Point annotation records
* * *

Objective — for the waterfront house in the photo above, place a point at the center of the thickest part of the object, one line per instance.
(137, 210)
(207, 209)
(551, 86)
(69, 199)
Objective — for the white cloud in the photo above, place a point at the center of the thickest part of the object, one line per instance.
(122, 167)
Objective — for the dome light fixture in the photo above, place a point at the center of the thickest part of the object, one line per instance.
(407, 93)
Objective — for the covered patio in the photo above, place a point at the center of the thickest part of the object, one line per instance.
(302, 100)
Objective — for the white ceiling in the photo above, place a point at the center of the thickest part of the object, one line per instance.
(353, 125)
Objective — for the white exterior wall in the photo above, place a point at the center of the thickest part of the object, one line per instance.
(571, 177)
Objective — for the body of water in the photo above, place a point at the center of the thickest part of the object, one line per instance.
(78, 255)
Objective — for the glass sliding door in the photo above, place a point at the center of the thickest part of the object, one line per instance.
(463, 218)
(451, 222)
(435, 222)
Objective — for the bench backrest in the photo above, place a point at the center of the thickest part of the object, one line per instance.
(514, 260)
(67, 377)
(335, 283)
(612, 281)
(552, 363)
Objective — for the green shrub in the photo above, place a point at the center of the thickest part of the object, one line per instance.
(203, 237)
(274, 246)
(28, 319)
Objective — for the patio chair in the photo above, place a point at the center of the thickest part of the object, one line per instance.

* * *

• **Exercise**
Restate the listing in full, word for word.

• **Task result**
Objective — for the waterfront house in the photo above, place a point at the center of the thickest part of the object, one line per instance.
(137, 210)
(207, 209)
(551, 86)
(69, 199)
Objective — for the white cloud in the photo above, place a point at the center of the thickest part of the object, one line per instance.
(122, 167)
Objective — for the dome light fixture in the photo above, place a point at the center of the thickest part of the object, one line per instance.
(407, 93)
Objective — for the covered patio in the photo above, place a point at the center of the thickest part of the object, one line per instance.
(302, 100)
Objective — for the white ceiling in the photo above, place a point at the center of the thickest part of the object, one line per instance.
(353, 125)
Objective — for the white exterior wall in the photo above, place a point at the center of the thickest part of the object, one line per instance.
(571, 177)
Objective — for the body of water in the photo above, place a point at the center of the thickest part of the object, one line per instance.
(78, 255)
Objective — for the glass sliding door in the photo above, place a point at the center of the thickest part of the object, one line per instance.
(463, 218)
(451, 222)
(435, 222)
Objective — for the bench backrest in the photo above, place a point at the center of the thickest part of the object, one line per instance.
(514, 260)
(67, 377)
(335, 283)
(612, 281)
(552, 363)
Objective — for the green shrub in the photo above, place a point at the center of the thickest part of the object, one line per instance.
(203, 237)
(274, 246)
(28, 319)
Objective — for the patio chair in the photo above, place a point at the center of the thickest part of the object, one line per instance.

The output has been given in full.